··· PROVIDED DATA ···

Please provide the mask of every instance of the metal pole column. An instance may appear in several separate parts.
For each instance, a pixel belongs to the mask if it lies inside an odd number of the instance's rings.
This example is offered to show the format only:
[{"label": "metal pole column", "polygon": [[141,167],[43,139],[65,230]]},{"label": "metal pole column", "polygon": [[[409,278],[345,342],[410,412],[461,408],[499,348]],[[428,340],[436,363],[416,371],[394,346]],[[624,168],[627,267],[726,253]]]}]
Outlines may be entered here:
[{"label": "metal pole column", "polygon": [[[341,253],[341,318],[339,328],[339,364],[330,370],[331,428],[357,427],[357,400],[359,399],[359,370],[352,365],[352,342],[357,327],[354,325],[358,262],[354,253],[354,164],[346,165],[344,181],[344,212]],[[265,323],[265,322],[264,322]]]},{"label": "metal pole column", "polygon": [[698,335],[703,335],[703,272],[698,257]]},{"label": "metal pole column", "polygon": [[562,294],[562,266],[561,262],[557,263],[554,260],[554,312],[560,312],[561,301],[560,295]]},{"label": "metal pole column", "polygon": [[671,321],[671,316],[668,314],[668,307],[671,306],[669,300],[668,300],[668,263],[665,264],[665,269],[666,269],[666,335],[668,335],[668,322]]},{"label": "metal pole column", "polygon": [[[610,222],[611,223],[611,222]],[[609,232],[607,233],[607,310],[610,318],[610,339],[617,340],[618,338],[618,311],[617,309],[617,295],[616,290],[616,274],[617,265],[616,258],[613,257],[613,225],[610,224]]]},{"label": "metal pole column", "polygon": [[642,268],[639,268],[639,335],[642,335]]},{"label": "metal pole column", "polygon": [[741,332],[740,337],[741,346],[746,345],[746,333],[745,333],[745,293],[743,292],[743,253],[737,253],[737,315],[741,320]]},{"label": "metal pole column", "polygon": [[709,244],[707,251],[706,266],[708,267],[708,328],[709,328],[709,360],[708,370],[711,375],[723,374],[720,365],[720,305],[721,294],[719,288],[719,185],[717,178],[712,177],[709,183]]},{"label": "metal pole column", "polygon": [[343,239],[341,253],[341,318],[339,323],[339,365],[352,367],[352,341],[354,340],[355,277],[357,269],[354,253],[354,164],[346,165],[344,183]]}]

···
··· PROVIDED DATA ···

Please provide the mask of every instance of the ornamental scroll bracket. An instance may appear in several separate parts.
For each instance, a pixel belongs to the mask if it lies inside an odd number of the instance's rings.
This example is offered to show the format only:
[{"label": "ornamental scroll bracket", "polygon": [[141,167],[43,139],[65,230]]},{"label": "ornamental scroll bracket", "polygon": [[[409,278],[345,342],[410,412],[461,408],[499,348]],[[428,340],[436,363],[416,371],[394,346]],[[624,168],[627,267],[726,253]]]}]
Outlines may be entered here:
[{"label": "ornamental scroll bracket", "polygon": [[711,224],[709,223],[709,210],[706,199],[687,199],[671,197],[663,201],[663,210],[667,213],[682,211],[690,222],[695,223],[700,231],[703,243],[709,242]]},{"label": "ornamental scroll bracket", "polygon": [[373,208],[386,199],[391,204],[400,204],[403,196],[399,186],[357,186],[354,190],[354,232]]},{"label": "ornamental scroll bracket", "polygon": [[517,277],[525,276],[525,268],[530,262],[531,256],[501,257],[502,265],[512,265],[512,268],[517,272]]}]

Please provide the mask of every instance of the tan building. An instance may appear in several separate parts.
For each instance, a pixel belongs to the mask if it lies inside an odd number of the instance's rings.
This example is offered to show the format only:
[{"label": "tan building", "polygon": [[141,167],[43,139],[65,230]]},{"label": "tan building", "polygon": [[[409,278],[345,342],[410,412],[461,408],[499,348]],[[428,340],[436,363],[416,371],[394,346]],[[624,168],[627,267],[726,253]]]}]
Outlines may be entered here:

···

> **WORK INSTRUCTIONS**: Please list every line in the records above that contains the word "building".

> **REPLY**:
Please provide the mask of every instance of the tan building. An instance may appear in several separate parts.
[{"label": "tan building", "polygon": [[141,167],[43,139],[65,230]]},{"label": "tan building", "polygon": [[[409,278],[345,342],[410,412],[461,408],[499,348]],[[428,340],[436,363],[416,371],[394,346]],[[624,168],[627,267],[726,253]]]}]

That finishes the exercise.